▶ Directive
Starting with the line containing "In this photo, where can the sandy" and going on through the end of the listing, write out only those lines again, substituting "paddock" for "arena" and leaving everything else unchanged.

▶ Material for this task
- - - - -
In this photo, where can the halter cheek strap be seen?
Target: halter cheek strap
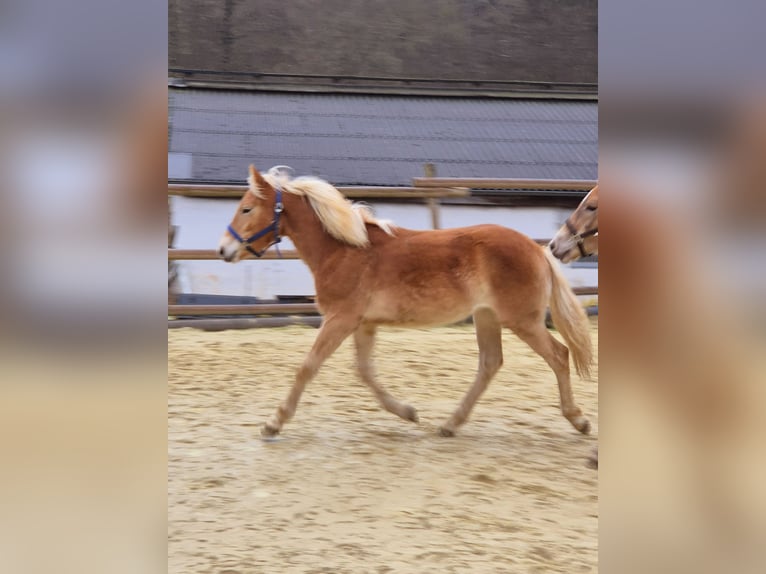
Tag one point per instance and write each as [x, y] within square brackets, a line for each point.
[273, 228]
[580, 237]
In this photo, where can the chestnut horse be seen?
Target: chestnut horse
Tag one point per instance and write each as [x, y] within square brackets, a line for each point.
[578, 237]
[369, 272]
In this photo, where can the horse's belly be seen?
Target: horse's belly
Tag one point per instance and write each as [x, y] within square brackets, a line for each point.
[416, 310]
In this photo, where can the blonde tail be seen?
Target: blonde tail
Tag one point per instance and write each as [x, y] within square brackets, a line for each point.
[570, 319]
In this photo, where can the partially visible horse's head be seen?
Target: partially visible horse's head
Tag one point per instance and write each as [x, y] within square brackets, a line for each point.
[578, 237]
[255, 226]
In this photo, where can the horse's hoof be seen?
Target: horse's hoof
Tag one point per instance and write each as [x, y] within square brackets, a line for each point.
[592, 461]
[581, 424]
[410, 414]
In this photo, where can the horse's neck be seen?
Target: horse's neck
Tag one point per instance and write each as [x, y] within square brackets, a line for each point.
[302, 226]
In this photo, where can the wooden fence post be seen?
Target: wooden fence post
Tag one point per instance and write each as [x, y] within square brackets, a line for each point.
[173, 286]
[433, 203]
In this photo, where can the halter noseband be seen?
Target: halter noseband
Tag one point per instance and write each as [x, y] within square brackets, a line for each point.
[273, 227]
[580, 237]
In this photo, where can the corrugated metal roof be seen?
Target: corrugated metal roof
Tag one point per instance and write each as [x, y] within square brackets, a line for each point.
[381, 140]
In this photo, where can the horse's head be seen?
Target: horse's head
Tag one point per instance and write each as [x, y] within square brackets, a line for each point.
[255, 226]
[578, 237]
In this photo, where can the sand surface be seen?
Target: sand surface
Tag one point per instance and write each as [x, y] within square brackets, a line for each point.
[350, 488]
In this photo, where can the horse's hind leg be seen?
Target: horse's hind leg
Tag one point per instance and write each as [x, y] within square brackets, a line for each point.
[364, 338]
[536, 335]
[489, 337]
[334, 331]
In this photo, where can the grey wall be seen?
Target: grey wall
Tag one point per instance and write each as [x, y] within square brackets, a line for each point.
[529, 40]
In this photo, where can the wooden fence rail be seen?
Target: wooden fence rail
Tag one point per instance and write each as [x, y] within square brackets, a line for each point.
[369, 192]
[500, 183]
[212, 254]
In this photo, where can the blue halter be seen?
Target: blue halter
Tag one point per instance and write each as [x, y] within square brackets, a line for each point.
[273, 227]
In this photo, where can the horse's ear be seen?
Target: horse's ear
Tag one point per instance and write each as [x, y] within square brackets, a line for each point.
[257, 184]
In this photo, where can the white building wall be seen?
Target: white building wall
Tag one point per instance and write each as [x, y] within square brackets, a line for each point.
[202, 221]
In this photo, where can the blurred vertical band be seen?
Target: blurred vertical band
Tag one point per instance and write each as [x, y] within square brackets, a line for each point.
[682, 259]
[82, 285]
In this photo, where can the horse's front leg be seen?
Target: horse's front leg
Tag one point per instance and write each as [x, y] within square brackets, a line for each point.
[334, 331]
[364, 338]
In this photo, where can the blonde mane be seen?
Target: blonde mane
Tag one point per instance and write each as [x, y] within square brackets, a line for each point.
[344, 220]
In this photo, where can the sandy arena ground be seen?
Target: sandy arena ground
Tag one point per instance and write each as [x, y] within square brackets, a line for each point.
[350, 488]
- - - - -
▶ Reply to the exercise
In this photo, where can the sandy paddock ground be seen?
Target: sandy paddock ground
Tag one point per instance and write each as [x, y] within square brackets, a line for each point.
[350, 488]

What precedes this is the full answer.